-- begin --
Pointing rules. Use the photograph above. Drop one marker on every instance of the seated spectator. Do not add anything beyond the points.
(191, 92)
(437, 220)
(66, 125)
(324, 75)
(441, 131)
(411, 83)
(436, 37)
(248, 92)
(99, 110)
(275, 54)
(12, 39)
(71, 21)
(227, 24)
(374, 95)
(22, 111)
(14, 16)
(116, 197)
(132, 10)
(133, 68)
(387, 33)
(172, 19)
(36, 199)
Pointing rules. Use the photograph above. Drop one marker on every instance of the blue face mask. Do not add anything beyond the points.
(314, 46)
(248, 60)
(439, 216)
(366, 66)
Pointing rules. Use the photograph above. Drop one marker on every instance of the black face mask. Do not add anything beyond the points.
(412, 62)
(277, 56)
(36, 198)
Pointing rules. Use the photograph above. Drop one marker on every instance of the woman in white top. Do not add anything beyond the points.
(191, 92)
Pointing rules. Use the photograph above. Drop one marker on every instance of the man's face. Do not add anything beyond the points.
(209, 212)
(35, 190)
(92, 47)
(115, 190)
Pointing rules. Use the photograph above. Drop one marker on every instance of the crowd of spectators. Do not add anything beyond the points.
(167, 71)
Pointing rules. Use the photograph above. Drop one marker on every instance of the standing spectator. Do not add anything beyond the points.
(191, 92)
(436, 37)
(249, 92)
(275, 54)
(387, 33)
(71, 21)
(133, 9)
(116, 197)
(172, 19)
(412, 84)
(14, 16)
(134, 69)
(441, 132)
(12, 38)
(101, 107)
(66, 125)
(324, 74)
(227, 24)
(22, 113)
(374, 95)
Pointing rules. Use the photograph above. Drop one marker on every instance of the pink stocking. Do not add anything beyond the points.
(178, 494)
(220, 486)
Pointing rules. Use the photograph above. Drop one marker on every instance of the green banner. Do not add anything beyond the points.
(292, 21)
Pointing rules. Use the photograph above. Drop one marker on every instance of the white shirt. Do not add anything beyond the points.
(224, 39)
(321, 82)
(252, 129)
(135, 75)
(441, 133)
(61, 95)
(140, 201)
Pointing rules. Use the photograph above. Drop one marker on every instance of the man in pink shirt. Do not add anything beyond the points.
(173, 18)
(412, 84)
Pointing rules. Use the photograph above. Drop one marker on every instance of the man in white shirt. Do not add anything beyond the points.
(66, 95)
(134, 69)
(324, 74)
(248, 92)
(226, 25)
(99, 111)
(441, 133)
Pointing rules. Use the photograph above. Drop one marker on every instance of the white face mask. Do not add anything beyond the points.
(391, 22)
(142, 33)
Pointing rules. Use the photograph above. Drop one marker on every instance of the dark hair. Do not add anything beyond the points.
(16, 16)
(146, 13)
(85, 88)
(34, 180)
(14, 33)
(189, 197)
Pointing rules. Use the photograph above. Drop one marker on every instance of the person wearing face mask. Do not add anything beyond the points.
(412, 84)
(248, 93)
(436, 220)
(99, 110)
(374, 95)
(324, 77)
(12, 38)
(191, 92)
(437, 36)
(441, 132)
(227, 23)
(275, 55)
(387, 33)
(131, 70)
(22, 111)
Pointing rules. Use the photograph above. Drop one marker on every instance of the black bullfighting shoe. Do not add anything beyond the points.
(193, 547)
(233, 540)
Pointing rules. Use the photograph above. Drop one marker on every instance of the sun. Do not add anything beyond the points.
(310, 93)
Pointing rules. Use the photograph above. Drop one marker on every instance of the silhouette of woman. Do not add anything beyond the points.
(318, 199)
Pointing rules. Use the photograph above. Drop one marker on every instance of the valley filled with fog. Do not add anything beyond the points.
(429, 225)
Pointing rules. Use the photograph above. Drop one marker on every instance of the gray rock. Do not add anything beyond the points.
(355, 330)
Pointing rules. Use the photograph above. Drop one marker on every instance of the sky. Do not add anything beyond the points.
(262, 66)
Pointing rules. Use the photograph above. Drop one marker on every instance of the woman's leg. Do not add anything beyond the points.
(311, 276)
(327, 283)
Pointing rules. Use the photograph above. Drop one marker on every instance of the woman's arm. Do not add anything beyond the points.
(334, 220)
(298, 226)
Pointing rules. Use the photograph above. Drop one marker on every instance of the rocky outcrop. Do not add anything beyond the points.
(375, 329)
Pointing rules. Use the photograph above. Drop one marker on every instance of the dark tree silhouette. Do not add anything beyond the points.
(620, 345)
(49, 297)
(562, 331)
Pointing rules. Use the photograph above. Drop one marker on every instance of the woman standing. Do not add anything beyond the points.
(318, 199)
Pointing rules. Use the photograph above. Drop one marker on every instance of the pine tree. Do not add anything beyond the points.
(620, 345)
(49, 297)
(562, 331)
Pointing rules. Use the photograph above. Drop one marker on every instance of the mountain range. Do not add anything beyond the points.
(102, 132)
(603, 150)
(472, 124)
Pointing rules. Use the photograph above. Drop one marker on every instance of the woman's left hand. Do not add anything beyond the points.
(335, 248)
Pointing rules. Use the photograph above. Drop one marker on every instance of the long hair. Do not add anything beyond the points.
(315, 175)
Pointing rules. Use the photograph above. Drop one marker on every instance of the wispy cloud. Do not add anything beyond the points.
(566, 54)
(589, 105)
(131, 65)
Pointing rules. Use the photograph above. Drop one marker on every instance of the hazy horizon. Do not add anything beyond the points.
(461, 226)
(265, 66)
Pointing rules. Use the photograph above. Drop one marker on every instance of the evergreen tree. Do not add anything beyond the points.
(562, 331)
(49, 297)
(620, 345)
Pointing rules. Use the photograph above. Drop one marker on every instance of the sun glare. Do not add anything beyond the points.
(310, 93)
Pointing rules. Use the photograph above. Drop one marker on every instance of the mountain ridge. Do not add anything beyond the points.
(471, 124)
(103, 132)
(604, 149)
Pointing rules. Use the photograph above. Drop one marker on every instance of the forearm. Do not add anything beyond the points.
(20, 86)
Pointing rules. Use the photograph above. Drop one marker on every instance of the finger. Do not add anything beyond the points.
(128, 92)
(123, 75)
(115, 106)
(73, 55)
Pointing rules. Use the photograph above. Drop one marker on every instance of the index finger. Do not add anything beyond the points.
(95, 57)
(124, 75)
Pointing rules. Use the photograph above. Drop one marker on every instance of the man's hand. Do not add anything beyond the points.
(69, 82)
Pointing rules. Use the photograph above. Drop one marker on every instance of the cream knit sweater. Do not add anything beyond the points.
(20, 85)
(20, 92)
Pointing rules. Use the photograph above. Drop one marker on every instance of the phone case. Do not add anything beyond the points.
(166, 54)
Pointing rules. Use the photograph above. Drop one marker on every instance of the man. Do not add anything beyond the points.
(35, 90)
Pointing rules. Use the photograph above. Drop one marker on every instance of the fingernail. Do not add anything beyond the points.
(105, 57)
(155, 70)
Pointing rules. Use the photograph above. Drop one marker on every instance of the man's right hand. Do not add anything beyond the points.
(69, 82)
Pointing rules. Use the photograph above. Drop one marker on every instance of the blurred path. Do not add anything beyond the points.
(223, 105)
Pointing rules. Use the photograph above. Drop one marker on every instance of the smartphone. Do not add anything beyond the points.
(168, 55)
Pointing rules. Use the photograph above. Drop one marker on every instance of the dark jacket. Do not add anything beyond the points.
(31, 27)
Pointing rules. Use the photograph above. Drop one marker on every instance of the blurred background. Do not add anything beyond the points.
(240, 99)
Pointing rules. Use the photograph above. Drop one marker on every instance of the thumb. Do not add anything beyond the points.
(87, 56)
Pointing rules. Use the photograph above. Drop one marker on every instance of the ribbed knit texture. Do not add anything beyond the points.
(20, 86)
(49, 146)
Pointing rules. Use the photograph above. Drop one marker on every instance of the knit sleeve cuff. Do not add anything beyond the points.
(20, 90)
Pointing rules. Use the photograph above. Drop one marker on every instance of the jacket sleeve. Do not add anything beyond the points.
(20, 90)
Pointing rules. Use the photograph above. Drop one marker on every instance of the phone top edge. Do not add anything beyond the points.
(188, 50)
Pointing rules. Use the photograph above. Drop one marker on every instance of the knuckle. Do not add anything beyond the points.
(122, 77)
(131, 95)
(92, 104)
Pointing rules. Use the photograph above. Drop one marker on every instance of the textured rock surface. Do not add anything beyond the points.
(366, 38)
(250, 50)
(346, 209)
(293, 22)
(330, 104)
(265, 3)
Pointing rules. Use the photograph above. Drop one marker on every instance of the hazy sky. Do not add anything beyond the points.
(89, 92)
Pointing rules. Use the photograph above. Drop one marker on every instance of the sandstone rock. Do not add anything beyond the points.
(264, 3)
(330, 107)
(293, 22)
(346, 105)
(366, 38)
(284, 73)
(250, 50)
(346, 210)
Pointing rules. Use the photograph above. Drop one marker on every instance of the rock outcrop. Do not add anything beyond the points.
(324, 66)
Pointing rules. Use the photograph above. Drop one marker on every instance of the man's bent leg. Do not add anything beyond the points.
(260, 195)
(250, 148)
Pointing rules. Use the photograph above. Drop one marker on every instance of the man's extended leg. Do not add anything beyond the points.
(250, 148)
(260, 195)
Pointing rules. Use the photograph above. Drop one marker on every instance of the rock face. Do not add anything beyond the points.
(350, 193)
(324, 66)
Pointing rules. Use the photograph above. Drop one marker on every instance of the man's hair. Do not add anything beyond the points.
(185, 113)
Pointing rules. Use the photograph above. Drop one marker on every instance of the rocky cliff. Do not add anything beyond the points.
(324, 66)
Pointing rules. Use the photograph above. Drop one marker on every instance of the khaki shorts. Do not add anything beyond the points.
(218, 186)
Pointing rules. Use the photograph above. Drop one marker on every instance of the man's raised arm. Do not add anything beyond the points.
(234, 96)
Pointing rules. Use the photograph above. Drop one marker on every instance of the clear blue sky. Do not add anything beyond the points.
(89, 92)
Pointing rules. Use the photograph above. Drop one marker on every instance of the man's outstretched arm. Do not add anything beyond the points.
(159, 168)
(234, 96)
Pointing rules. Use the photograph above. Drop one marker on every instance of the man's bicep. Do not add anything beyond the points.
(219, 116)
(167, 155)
-- end --
• [WHAT IS ASKED]: Extract, exactly as they appear, the lines from the one containing "the rock face." through the final line.

• [TASK RESULT]:
Pointing rules. Use the photograph above. Drop one marker on every instance of the rock face. Do not add anything beyond the points.
(350, 193)
(324, 66)
Pointing rules. Use the photograph above. Drop one marker on every instance of the man's hair. Do not add anything beyond the points.
(185, 113)
Pointing rules. Use the photograph above. Drop one marker on every instance of the rocky cliff. Do not add anything beyond the points.
(324, 66)
Pointing rules. Use the photograph above. Drop one marker on every instance of the khaki shorts. Do not add anything beyond the points.
(218, 186)
Pointing rules. Use the photograph above. Drop one marker on every instance of the man's raised arm. Do not add anything beyond the points.
(234, 96)
Pointing rules. Use the photograph above. Drop one marker on every instance of the clear blue sky. Do not add anything beyond the points.
(89, 92)
Pointing rules. Use the photograph above. Drop one marker on every instance of the man's outstretched arm. Do not add anything beyond the points.
(159, 168)
(234, 96)
Pointing rules. Use the photograph above. Drop one marker on every instance of the man's bicep. Do not add anything beyond the points.
(219, 116)
(167, 155)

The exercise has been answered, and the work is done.